With only Little Dog, his border collie-huntaway cross, for company, extreme alpine tramper Matthew Briggs, 34, spent 12 days in the country's most unforgiving terrain with severe injuries and dwindling rations after falling down a five-metre bluff on March 20.
The Briton was rescued by helicopter yesterday, and despite bone-deep cuts to his back and buttocks, a suspected broken ankle and wrist, the hardy tramper refused pain relief and offered his rescuers a cup of tea.
Searchers found Mr Briggs only after he dragged himself to a hut. Two hunters then tramped for 13 hours on Monday to raise the alarm.
After being picked up at first light, Mr Briggs was flown to Grey Hospital in Greymouth where he had surgery.
Despite his tale of endurance, Mr Briggs was criticised for wasting police time and risking his life by not leaving crucial details about his trip.
Mr Briggs left Middlemarch about March 16, parking his van near the Huxley River in South Canterbury. He tramped north through mountains to the Karangarua saddle in south Westland. But he fell near the Douglas Glacier, he told Stu Drake, a paramedic on the Solid Energy rescue helicopter. He then faced an "epic [vertical] descent" of about a kilometre in "absolute tiger country" to reach the shelter of Horace Walker Hut.
Though the hut was only a few kilometres away, Mr Briggs made camp and waited for more than a week for friends to raise the alarm.
"Two days into the panic button time, nothing had happened. So he thought, 'If I don't get myself out of here, I'm going to die here."'
He spent the next two days hobbling down the steep slope to the hut, where he found the hunters and much-needed food before his rescue, Mr Drake said.
Barry Sharplin, 21, one of the two hunters, said Mr Briggs arrived looking "a bit worse for wear".

> Source data
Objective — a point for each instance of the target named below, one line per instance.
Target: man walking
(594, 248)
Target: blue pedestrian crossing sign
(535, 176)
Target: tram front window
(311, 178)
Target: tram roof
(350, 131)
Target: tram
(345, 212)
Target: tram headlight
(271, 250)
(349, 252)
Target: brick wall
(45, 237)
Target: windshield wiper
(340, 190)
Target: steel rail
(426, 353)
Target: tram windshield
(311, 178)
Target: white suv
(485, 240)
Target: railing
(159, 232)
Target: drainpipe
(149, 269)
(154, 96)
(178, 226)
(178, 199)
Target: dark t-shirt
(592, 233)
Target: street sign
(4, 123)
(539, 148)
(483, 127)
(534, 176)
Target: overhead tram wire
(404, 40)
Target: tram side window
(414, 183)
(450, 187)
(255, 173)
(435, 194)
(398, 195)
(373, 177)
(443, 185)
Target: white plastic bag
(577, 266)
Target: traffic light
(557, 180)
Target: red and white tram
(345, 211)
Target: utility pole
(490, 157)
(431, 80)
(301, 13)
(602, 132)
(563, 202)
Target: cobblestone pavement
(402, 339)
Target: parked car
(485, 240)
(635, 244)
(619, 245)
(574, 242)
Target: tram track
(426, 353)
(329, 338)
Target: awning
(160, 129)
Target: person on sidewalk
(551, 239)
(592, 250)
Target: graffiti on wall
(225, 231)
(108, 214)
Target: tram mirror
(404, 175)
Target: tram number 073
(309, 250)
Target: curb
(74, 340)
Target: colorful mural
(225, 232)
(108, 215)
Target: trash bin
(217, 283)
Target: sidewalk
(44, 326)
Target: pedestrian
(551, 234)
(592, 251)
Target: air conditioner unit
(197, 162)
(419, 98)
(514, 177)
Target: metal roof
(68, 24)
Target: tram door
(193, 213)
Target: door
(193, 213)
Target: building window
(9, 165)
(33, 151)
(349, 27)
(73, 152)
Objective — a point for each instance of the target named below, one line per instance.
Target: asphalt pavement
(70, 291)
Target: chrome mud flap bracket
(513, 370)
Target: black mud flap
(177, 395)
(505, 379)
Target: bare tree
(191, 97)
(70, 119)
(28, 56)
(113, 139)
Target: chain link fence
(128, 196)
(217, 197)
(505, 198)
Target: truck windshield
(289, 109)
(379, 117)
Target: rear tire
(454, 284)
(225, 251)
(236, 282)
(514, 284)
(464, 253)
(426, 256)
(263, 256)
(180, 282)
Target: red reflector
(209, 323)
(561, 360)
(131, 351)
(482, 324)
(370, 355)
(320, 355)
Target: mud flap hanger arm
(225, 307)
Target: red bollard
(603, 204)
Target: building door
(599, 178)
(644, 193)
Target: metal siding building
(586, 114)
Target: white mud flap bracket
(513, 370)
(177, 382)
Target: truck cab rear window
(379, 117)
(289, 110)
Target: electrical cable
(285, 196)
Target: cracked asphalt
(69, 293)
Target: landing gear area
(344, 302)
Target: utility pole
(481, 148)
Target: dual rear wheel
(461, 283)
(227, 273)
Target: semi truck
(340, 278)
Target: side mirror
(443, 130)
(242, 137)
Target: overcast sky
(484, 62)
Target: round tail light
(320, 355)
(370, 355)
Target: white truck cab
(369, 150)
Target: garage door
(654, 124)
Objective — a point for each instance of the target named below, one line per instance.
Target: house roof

> What to produce
Return the passage of the tramper rescue report from "Searchers found Mr" up to and including "Horace Walker Hut.", copied word for word.

> Answer to the exercise
Searchers found Mr Briggs only after he dragged himself to a hut. Two hunters then tramped for 13 hours on Monday to raise the alarm.
After being picked up at first light, Mr Briggs was flown to Grey Hospital in Greymouth where he had surgery.
Despite his tale of endurance, Mr Briggs was criticised for wasting police time and risking his life by not leaving crucial details about his trip.
Mr Briggs left Middlemarch about March 16, parking his van near the Huxley River in South Canterbury. He tramped north through mountains to the Karangarua saddle in south Westland. But he fell near the Douglas Glacier, he told Stu Drake, a paramedic on the Solid Energy rescue helicopter. He then faced an "epic [vertical] descent" of about a kilometre in "absolute tiger country" to reach the shelter of Horace Walker Hut.